▸ **Passage to read**
*** Block opens ***

What can we do differently?

After lots of talking and searching the women realized that THEY had to write the book they needed to tell their kids about sex. We looked at books from other countries and found an artist who painted pictures of everyday Nepali people. We included ideas that challenged Nepali society…that girls should be valued as highly as boys. In our book a female (short haired!) doctor delivers the baby in a hospital. A father delights in the safe arrival of a healthy daughter. In the version for young teenagers, we wrote about masturbation and consent. While the ladies made the jewelry, we read them draft after draft; showing test audiences and responding to feedback. While the necklaces and earrings were being made and while the orders were being filled, we wrote.

Finally, we headed to Kathmandu, with our pages and pictures. We met our printer and tried not to blush as he stared at the diagrams and pictures. Kopila Basnet, one of Samunnat’s founders and the lawyer who represents so many of the women in court, was nervous. Then Arjun, the printer, looked up.

*** Block closes ***

▸ **Record excerpts**
*** Block opens ***

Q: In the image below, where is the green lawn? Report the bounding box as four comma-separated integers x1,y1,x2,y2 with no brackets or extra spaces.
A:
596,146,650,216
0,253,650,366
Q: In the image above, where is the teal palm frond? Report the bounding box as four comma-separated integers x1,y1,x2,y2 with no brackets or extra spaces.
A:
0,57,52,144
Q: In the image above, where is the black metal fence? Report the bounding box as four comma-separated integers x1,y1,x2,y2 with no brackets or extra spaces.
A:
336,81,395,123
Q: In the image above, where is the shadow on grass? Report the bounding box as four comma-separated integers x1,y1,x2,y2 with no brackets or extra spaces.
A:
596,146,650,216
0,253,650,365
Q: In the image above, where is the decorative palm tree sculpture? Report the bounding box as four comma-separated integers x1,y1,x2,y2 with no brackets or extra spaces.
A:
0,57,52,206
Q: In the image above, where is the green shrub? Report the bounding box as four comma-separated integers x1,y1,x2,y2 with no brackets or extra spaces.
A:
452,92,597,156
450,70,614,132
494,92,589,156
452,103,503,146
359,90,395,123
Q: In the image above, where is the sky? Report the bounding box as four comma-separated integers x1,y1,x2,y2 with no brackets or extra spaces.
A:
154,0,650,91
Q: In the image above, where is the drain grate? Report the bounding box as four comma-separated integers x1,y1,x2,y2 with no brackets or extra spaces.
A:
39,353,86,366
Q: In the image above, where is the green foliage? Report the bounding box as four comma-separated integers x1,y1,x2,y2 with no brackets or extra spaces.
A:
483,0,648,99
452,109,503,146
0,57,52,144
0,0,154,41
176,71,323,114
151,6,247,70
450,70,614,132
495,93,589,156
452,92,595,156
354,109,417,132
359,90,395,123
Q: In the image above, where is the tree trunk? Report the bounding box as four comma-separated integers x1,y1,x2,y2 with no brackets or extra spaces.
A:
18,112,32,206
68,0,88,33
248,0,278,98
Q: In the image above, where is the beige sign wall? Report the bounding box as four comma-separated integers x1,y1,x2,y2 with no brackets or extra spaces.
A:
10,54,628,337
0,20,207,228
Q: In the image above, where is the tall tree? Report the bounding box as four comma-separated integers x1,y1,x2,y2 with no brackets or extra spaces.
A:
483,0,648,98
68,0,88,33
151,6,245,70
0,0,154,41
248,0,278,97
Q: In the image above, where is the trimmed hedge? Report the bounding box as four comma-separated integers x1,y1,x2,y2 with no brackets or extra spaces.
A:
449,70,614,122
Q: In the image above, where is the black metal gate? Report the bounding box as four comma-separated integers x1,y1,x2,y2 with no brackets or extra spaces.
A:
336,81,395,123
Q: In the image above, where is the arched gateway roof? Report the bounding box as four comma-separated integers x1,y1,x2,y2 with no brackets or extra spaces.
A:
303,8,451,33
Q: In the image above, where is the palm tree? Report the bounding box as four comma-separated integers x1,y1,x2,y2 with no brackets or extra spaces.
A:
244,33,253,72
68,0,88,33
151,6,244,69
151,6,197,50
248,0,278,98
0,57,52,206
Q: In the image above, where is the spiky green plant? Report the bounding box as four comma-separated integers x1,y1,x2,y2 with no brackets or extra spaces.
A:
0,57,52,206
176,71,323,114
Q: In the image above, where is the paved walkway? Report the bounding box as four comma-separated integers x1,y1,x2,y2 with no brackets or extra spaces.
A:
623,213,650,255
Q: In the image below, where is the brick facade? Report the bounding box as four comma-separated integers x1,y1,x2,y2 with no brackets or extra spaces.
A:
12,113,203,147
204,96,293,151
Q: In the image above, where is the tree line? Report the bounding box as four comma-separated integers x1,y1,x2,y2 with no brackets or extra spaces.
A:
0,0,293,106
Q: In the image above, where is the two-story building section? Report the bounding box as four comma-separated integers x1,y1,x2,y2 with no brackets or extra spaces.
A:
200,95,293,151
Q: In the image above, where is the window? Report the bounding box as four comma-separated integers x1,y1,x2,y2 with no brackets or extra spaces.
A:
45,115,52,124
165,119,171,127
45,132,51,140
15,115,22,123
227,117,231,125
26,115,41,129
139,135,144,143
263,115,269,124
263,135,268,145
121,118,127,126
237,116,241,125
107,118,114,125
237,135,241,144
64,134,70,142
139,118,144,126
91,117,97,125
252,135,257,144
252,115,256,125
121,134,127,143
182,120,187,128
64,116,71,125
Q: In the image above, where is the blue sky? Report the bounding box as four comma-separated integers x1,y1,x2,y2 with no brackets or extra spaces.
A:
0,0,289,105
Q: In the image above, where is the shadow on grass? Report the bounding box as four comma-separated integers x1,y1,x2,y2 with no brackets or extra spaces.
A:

*** Block closes ***

▸ **Exercise goal**
Continue the account above of writing and printing the Nepali sex education book, starting right after its last sentence.

▸ **Task output**
"This is very good. Our country needs more books like this. But how will you pay to publish this book though? This is not cheap!"

We looked at each other and smiled with relief. Polymer jewelry!

"We ladies all make lovely jewelry and sell it. Polymer jewelry educates our kids, provides legal representation for vulnerable women; gives them skills to earn a living. And now it publishes our book so our daughters will not be vulnerable like us."

For many Polymer Society readers, making polymer clay jewelry is fun. For some it may earn a living. For some women in Birtamod in eastern Nepal, it allows them to live independently and change the world.

I lived in Nepal for four years and one day, as I sat in a small Nepali house, Kopila stuck her head around the corner and asked me what I was doing. I invited her for an impromptu earring making lesson.

From that moment in 2006, my role in Samunnat started. For four years I spent every second week teaching women; catching a bus to the town several hours away. I left Nepal in 2010, and I travel back twice each year to spend months with the women. Obviously, this has stopped due to COVID, which is very hard. Nepal is my second home, and these people are my family.

One good thing that has arisen during the pandemic is our twice weekly sessions with the fabulous Kathleen Dustin. Kathleen didi is collaborating with us and we love that she works with us with such respect and love. Over the months we have grown very close; learning not just about new designs but about each other’s lives and about the things that unite us.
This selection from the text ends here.